▶ [PAGE]
▶

Assume Complete Invisibility
Drivers don’t see you. Not “can’t” – “don’t.” Their brains scan for car-shaped objects in traffic. Your skinny bicycle with its narrow profile simply doesn’t trigger recognition.
Bright colors help somewhat. Lights help more. Movement helps most – slight variations in your line catch peripheral vision more effectively than holding a perfectly straight path.
The Door Zone Reality
Ride at least four feet from parked cars. Doesn’t matter if this positioning puts you in the travel lane. A door opening into you at any meaningful speed causes catastrophic injuries.
Watch through rear windows for movement inside parked vehicles. Someone sitting in a parked car means a door might open any second.
Intersections Are Where Cyclists Die
Most serious accidents happen at intersections. Right-turning vehicles especially. Never pass a car on the right at an intersection – ever. That’s what makes this rule absolute.
Make eye contact with drivers before committing. If you can’t confirm they’ve registered your presence, operate on the assumption they haven’t.

◀

▶ [EXERCISES TO COMPLETE]
a - Answer these about the cycling safety tips:
(i) How far from parked cars should a cyclist ride?
(ii) Which helps most in catching a driver's eye: bright colors, lights, or movement?
(iii) Where do most serious accidents happen?
b - Carry on the cycling safety tips past their last sentence.

▶ [ITEMS]

▶

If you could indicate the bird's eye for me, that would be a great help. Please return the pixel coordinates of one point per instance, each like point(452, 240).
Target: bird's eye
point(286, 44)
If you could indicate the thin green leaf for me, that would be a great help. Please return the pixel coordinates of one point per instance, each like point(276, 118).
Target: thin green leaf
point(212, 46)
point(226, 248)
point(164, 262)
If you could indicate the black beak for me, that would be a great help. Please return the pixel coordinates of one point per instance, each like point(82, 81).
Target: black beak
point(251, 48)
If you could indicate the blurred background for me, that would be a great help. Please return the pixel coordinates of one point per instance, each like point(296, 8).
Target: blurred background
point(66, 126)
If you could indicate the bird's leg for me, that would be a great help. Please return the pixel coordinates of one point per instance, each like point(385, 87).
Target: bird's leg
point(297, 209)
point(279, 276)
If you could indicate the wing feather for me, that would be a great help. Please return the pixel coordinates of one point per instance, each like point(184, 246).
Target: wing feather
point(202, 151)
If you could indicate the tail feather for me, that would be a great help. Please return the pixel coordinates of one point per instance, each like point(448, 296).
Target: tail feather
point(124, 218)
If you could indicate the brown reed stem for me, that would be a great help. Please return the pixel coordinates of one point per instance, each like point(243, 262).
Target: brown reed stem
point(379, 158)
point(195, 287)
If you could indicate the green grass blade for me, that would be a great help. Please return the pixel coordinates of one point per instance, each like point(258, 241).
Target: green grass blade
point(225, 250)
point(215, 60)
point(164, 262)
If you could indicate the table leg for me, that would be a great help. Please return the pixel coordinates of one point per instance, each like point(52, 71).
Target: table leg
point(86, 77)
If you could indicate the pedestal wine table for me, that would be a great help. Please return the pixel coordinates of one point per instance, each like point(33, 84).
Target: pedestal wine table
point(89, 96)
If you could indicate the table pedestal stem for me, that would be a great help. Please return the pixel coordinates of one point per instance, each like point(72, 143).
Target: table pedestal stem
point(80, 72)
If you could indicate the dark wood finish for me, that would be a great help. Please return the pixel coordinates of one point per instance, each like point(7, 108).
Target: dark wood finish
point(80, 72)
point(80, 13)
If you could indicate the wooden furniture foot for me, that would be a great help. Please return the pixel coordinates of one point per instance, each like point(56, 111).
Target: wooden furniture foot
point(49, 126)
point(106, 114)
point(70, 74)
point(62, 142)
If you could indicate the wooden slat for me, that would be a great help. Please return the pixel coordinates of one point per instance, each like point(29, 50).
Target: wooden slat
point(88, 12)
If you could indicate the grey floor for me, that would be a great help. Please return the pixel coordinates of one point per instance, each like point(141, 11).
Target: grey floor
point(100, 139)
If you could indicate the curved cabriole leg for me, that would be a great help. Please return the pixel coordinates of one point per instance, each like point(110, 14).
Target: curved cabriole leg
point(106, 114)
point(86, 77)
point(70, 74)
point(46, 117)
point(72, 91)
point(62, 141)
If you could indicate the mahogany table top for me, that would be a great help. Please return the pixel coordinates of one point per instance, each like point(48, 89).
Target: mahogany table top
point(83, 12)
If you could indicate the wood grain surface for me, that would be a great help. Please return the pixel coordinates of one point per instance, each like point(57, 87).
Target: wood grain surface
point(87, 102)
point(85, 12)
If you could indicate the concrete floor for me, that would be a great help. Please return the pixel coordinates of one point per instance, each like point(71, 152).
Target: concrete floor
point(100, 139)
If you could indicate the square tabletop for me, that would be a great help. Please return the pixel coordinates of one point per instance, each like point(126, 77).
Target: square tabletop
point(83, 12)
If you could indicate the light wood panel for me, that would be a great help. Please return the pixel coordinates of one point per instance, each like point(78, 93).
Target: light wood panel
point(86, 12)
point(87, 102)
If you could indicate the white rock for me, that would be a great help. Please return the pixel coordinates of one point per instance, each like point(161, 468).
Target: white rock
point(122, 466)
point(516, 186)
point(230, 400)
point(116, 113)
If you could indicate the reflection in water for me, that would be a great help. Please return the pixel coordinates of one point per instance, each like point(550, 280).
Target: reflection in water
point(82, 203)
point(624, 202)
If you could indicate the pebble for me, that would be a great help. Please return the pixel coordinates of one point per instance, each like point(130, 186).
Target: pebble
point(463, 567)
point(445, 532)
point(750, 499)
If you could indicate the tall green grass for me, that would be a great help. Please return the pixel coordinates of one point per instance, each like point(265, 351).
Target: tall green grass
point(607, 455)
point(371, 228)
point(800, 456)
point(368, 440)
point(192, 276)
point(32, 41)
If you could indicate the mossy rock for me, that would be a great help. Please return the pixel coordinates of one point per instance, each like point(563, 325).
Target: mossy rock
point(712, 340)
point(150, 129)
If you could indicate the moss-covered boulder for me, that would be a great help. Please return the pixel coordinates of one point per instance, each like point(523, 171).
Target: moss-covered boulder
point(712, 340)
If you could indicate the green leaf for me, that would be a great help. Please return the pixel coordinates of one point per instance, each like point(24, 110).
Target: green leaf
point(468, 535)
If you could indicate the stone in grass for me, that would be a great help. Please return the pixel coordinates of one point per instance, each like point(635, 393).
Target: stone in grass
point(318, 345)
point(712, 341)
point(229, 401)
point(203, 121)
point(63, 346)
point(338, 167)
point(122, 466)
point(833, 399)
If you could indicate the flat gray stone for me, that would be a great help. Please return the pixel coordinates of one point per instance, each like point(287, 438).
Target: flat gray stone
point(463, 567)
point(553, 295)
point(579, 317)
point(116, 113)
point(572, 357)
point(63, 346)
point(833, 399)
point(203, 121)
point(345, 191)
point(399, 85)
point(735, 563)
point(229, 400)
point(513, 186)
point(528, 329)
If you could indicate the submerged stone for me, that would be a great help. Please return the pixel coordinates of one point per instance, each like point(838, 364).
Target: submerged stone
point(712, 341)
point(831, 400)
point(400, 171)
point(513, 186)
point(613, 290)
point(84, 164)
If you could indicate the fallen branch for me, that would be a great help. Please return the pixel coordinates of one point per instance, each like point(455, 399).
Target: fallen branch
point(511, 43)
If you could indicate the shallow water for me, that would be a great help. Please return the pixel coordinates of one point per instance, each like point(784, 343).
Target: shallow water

◀

▶ [ANSWERS FOR THE TASKS]
a -
(i) At least four feet.
(ii) Movement.
(iii) At intersections.

b -
Taking the Lane
Sometimes the safest position is the middle of the travel lane. On narrow roads, through blind curves, anywhere a car squeezing past would create danger.
This is legal in most jurisdictions. Perhaps annoying to drivers behind you, but alive and intact beats polite every time.
Always Know Your Escape Routes
Constantly scan for where you’d go if something happens suddenly. Driveways, shoulders, gaps between parked cars. Plan your emergency exit before you need it.
Defensive riding isn’t paranoid. It’s realistic about how little attention the average driver pays to anything that isn’t car-shaped and directly ahead.